→ Excerpted text
********

The prostate is a part of the male reproductive system. It is located just in front of the rectum, below the bladder, and surrounds the urethra. The two seminal vesicles, one left and one right, open into the back of the prostate.
With increasing age the prostate can become enlarged (benign prostatic hyperplasia) and cause pain on passing water.
Prostate carcinomas occur mostly at the edge of the gland tissue and thus, unlike benign prostatic hyperplasia, cause hardly any pain. Complications only occur when the disease advances, as a result of the tumour spreading, and in this case the pain mostly arises from metastases.
Prostate cancer can only be cured if metastasis formation has not yet taken place. It’s therefore very important to identify the disease in good time. The PSA test, a blood test, is available as an early detection examination.
The most important examination is feeling the prostrate through the rectum. The tumour can then be detected as a hardening of the gland.
If the doctor discovers any suspicious change, or if repeated increase of PSA arouses strong suspicions of tumour disease, a histological examination is necessary. Here, samples are taken from the prostate during an outpatient procedure.

********

→ The data
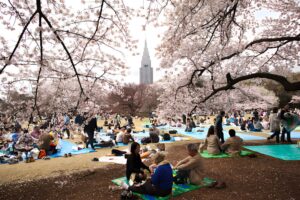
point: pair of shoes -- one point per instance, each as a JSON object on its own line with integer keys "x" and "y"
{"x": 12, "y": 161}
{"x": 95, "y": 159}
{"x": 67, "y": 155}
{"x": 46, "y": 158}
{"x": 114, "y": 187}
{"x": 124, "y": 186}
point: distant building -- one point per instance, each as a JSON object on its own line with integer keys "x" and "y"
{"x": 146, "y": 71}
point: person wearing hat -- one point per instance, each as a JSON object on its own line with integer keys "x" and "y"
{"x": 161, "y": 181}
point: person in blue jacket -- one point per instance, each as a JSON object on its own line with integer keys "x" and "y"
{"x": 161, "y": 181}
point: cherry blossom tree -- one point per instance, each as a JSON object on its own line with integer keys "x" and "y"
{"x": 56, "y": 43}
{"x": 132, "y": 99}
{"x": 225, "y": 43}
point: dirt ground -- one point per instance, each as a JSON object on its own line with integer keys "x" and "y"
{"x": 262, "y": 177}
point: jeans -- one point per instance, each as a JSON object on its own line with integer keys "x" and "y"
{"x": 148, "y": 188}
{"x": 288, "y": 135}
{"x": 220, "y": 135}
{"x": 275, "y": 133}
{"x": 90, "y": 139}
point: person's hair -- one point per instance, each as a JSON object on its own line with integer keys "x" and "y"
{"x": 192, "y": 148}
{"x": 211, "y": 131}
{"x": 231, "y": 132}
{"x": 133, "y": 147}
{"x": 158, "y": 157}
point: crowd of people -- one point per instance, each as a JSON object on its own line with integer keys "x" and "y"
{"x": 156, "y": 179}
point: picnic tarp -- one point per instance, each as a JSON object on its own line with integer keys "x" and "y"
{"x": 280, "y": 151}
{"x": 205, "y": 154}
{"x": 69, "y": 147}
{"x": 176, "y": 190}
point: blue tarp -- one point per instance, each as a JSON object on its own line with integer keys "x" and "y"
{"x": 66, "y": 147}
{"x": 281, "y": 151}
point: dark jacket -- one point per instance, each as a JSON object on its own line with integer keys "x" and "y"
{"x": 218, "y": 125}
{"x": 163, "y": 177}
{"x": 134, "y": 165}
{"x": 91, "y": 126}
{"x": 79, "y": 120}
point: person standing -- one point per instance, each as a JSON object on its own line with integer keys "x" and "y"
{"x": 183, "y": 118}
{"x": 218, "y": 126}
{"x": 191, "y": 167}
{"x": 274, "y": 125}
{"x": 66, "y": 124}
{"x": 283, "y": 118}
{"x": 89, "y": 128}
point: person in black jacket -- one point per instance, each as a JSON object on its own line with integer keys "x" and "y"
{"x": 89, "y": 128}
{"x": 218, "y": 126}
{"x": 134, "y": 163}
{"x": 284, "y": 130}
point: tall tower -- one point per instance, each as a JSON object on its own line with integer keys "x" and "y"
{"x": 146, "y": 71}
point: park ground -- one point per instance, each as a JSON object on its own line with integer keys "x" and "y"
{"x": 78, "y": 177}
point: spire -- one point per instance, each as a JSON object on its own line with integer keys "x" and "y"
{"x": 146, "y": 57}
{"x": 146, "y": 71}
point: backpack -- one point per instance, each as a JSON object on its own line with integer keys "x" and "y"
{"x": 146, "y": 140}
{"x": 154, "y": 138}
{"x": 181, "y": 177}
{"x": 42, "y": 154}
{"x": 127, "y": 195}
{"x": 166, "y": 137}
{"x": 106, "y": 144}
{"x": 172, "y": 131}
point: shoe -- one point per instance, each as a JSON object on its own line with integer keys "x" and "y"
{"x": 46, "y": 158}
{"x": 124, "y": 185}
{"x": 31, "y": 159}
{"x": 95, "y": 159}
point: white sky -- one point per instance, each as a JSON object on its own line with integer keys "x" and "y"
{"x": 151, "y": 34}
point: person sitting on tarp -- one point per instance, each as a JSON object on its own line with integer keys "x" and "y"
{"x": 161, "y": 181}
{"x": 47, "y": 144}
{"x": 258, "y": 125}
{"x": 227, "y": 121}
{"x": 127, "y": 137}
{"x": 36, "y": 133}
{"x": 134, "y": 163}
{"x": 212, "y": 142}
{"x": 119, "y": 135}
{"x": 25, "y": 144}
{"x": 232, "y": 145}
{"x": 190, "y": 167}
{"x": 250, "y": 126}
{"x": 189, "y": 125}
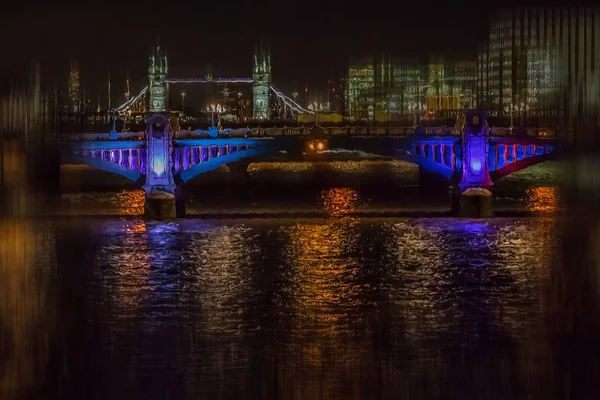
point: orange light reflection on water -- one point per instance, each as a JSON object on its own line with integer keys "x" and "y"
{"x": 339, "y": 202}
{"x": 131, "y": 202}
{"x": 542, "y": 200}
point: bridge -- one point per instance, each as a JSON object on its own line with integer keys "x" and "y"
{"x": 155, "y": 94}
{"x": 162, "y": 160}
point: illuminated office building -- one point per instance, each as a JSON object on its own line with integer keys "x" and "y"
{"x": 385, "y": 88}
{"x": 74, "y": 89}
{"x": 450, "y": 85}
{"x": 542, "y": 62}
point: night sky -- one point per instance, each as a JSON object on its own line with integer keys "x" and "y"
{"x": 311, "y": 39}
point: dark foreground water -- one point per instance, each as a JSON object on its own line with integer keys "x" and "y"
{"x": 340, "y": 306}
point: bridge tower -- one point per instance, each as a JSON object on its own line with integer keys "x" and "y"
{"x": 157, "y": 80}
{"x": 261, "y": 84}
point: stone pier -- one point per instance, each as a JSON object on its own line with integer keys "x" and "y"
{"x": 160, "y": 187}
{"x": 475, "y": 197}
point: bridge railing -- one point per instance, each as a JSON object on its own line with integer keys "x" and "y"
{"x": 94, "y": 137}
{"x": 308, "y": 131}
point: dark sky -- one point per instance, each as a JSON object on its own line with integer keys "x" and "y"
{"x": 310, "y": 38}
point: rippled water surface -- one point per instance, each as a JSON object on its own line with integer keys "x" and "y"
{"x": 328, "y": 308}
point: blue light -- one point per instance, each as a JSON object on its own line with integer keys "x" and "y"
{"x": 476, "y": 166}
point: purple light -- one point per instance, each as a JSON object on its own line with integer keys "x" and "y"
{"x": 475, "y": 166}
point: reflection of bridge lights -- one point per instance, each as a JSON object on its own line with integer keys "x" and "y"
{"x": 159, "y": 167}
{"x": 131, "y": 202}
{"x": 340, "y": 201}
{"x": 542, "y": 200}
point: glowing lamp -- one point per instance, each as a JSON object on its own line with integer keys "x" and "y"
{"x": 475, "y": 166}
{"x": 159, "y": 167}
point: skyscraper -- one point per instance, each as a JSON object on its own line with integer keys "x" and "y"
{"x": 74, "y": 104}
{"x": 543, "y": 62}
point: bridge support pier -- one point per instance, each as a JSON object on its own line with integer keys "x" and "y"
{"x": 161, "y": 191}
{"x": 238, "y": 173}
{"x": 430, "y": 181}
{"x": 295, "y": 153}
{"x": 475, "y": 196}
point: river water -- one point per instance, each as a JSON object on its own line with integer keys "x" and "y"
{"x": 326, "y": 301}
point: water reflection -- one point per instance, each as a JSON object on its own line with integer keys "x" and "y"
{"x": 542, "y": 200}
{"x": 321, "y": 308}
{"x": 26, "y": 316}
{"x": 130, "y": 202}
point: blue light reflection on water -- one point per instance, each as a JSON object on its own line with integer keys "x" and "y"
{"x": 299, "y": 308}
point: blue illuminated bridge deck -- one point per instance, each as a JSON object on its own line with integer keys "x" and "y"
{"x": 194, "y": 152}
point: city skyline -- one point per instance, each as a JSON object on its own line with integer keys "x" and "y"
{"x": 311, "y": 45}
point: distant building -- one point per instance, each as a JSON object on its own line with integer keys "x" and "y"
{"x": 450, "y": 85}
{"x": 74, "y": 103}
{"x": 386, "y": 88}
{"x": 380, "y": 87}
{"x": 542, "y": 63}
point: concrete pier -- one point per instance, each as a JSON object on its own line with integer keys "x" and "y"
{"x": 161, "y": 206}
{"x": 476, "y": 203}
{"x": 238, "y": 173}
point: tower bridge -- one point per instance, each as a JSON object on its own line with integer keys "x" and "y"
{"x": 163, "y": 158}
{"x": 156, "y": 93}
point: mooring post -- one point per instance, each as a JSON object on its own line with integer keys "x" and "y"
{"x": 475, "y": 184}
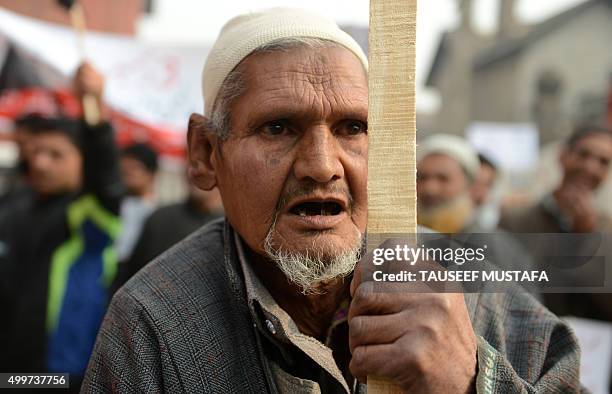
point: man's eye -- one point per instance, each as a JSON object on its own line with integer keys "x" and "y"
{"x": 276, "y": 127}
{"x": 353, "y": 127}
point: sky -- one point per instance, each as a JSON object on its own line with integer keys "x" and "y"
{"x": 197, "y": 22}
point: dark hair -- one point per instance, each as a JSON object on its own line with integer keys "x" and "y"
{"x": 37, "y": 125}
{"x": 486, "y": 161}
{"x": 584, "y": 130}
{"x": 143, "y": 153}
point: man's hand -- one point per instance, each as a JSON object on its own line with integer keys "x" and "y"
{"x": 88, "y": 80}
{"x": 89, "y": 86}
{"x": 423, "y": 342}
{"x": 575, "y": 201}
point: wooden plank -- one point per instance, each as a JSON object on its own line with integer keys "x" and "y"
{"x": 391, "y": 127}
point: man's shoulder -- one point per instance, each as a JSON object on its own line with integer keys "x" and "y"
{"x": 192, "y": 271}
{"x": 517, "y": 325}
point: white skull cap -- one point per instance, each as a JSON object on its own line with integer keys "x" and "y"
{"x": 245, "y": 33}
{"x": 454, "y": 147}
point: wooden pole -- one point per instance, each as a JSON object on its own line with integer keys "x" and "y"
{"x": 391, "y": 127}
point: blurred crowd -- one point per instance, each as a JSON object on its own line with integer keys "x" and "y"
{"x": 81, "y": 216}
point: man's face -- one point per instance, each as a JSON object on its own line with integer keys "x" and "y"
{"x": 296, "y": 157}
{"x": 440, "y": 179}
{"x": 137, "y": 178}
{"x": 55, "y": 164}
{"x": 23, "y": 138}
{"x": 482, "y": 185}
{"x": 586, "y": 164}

********

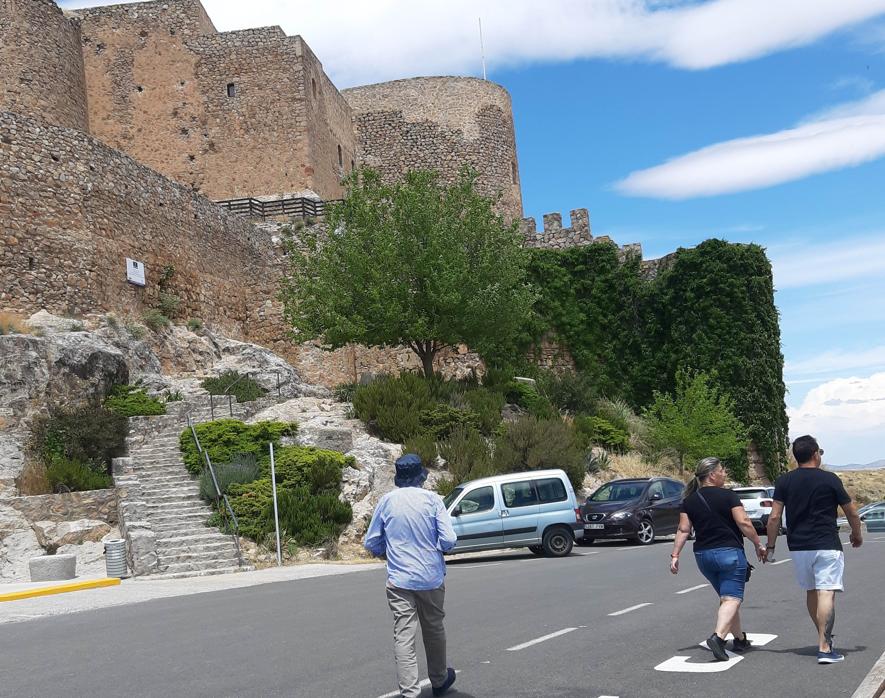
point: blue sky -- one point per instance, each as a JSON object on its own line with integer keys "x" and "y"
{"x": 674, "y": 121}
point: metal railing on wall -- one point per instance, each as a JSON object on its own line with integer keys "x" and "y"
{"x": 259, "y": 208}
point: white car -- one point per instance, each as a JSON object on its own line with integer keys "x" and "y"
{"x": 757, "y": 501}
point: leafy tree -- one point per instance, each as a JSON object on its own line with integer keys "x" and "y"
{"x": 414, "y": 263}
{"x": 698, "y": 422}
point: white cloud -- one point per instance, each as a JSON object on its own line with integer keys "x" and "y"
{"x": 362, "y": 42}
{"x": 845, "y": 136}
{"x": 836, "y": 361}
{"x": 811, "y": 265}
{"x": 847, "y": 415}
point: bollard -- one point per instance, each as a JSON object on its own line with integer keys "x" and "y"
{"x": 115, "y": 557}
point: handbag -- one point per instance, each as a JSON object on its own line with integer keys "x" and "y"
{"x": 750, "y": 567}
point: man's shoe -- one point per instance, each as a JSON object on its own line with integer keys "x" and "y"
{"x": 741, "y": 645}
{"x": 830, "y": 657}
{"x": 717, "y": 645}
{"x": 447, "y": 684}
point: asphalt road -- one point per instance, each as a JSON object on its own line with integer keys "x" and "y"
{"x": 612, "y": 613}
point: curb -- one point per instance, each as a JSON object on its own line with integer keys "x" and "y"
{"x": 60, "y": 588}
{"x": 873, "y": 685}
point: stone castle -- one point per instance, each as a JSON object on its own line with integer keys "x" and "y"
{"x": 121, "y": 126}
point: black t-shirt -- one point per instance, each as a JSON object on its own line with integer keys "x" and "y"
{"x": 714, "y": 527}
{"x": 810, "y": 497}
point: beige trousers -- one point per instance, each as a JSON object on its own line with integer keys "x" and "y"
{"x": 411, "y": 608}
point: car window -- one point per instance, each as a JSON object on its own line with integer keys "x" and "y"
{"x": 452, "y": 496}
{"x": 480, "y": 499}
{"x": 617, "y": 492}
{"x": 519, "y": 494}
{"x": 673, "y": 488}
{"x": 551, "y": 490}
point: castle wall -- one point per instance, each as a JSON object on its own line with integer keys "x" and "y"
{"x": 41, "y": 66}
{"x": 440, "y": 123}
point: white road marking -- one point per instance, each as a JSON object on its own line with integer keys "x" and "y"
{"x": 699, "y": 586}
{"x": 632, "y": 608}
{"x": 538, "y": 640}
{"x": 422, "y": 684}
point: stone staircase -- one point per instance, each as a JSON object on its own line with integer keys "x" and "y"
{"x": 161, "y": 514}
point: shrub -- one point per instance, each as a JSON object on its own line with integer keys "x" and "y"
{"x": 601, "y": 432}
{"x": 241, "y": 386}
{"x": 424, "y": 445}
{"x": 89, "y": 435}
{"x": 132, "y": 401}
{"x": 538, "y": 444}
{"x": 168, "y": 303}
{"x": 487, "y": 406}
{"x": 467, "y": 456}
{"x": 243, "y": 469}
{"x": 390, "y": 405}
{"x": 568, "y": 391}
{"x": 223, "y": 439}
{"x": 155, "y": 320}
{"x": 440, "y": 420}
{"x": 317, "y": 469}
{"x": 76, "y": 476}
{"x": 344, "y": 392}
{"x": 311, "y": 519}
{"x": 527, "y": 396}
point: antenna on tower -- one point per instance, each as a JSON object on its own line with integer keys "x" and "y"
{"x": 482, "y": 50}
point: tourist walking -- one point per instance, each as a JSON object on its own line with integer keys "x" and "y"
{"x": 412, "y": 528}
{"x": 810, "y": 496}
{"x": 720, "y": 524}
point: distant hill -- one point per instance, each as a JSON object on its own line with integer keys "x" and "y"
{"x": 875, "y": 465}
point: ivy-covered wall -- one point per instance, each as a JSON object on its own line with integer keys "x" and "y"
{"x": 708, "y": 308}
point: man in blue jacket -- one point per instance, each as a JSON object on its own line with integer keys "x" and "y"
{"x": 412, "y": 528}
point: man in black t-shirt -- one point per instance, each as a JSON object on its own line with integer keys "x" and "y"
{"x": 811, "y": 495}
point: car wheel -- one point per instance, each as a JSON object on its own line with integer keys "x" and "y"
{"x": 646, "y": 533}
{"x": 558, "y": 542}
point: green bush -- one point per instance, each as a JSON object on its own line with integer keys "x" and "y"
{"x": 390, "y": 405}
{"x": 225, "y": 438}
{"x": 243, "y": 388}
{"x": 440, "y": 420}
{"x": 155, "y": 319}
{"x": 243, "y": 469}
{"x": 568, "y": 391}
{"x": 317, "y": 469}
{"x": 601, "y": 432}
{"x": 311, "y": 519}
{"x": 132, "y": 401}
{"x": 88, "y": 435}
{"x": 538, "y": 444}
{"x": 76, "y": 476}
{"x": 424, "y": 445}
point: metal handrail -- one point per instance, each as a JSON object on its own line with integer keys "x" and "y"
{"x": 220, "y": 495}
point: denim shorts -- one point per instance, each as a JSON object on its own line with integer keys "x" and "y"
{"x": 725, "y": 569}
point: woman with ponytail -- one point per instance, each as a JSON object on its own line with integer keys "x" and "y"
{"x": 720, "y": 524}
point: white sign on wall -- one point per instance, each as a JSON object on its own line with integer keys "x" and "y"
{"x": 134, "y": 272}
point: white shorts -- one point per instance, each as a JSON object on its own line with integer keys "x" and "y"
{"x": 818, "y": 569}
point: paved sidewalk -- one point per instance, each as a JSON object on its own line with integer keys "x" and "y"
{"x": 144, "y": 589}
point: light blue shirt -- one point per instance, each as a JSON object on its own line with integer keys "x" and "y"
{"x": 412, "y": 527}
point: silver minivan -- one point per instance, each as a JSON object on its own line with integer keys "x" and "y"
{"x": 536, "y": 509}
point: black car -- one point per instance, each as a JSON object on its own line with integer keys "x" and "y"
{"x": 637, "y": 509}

********

→ Questions
(a) Answer these questions from the text on the prostate:
(i) Where is the prostate located in relation to the bladder?
(ii) Where do prostate carcinomas mostly occur?
(iii) When the prostate is felt through the rectum, how can the tumour be detected?
(b) Extend the text on the prostate with one more paragraph that picks up after its final sentence.

→ Answer set
(a)
(i) Below the bladder.
(ii) At the edge of the gland tissue.
(iii) As a hardening of the gland.

(b)
If a cancer of the prostate is detected, it is necessary to know the precise extent of the disease in order to carry out treatment as safely and, at the same time, as harmlessly as possible. PET/CT is the only procedure that can reliably reveal not only tumours in the prostate, but also lymph nodes and other remote metastases. The
PSMA ligand (Prostate Specific Membrane Antigen), which is labelled with gallium 68 and is slightly radioactive, is used for this examination. Its distribution throughout the entire body is measured using PET. This means tumour disease can also be detected earlier and considerably more accurately using PET/CT than using CT alone, which does not show metabolic processes, only structural changes. However, by combining CT with PET, a noticeable accumulation of labelled PSMA ligands from the PET can be accurately matched to the anatomical structures shown in the CT image. The combination of PET and MRT can also be used here. Both hybrid imaging methods are used at the DTZ in Berlin-Friedrichshain.